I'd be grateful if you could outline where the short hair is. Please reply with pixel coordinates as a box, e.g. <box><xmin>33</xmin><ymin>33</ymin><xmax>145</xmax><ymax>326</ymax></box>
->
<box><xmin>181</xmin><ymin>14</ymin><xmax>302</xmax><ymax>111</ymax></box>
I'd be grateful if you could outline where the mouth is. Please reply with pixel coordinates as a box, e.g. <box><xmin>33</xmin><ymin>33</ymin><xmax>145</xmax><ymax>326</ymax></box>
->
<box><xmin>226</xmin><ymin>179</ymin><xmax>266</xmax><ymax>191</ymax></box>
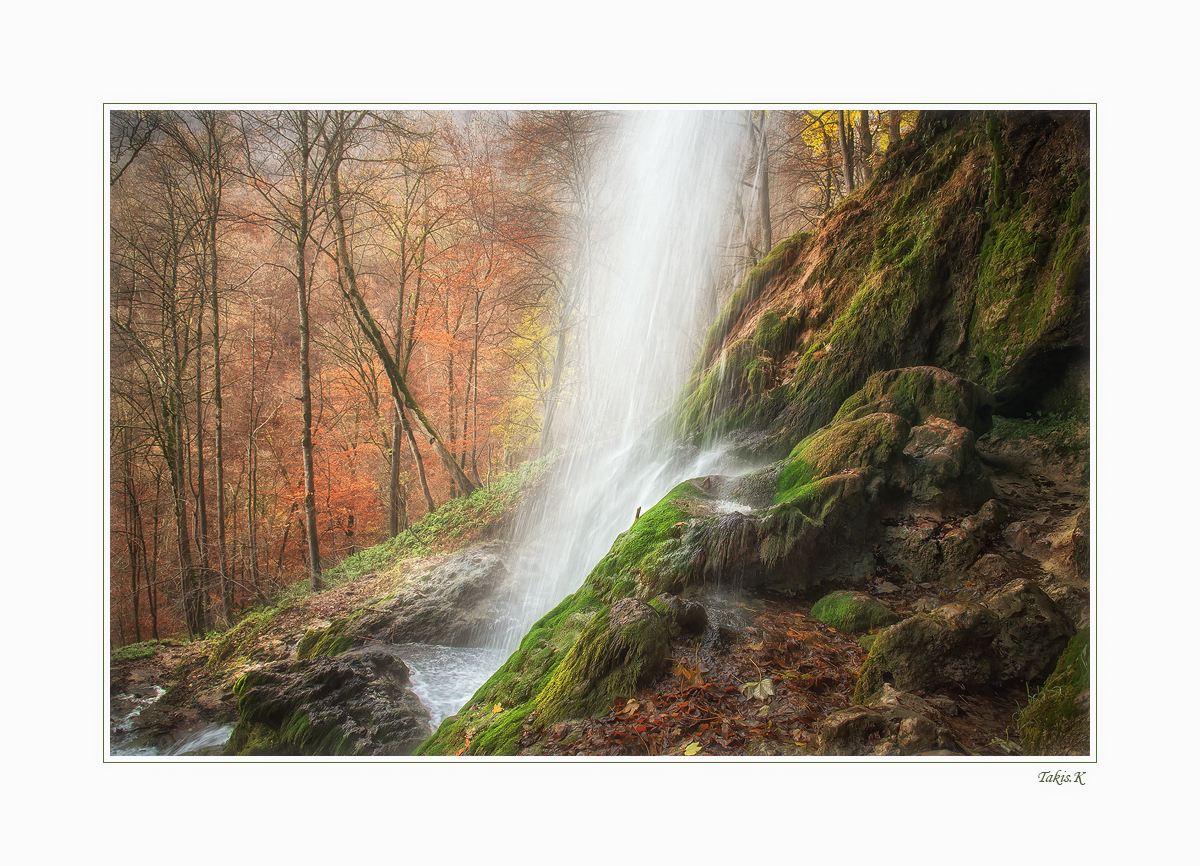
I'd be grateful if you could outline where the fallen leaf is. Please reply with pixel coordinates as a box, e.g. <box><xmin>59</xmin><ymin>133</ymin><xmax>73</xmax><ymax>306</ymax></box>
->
<box><xmin>738</xmin><ymin>676</ymin><xmax>775</xmax><ymax>700</ymax></box>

**THE REQUEST**
Locate every line of the material that contains the string "ymin" and copy each of those lines. Case counts.

**TASK RESPONSE**
I'd be grateful if you could outline where the short hair is. Please reply with pixel coordinates as a box, e.g. <box><xmin>33</xmin><ymin>33</ymin><xmax>145</xmax><ymax>326</ymax></box>
<box><xmin>181</xmin><ymin>14</ymin><xmax>302</xmax><ymax>111</ymax></box>
I'd be grateful if you could outline where the mouth is. Please reply with pixel coordinates as a box, e.g. <box><xmin>33</xmin><ymin>33</ymin><xmax>145</xmax><ymax>326</ymax></box>
<box><xmin>226</xmin><ymin>179</ymin><xmax>266</xmax><ymax>191</ymax></box>
I'd be grateful if you could outline where the fallen leaf is. Please reply with pixel coordinates as a box, e.g. <box><xmin>59</xmin><ymin>133</ymin><xmax>73</xmax><ymax>306</ymax></box>
<box><xmin>738</xmin><ymin>676</ymin><xmax>775</xmax><ymax>700</ymax></box>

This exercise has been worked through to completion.